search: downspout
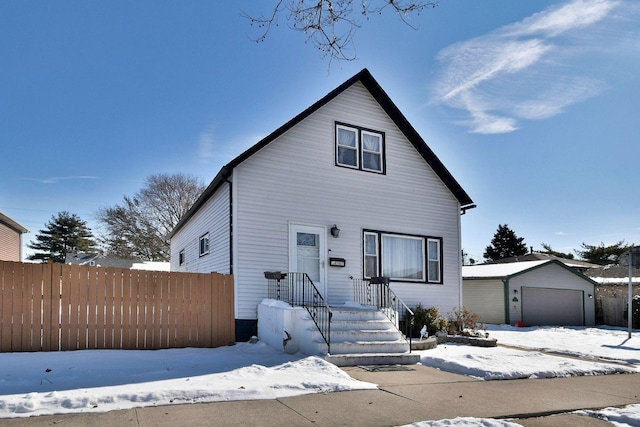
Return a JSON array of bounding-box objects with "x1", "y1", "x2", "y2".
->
[
  {"x1": 458, "y1": 204, "x2": 466, "y2": 307},
  {"x1": 502, "y1": 278, "x2": 511, "y2": 325},
  {"x1": 225, "y1": 178, "x2": 233, "y2": 274}
]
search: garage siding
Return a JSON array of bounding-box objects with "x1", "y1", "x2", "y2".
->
[
  {"x1": 509, "y1": 264, "x2": 595, "y2": 326},
  {"x1": 462, "y1": 280, "x2": 505, "y2": 325}
]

WRITTEN REQUEST: Reproduce every line of the records above verbatim, omitting the picture from your answer.

PROBLEM SOLUTION:
search: downspout
Return a JSON array of bounding-box objects with "x1", "y1", "x2", "y2".
->
[
  {"x1": 458, "y1": 204, "x2": 466, "y2": 307},
  {"x1": 502, "y1": 278, "x2": 511, "y2": 325},
  {"x1": 225, "y1": 178, "x2": 233, "y2": 274}
]
search: garage siding
Return a JSON array of bounding-box objects with "x1", "y1", "x2", "y2".
->
[
  {"x1": 509, "y1": 264, "x2": 595, "y2": 326},
  {"x1": 462, "y1": 280, "x2": 505, "y2": 325}
]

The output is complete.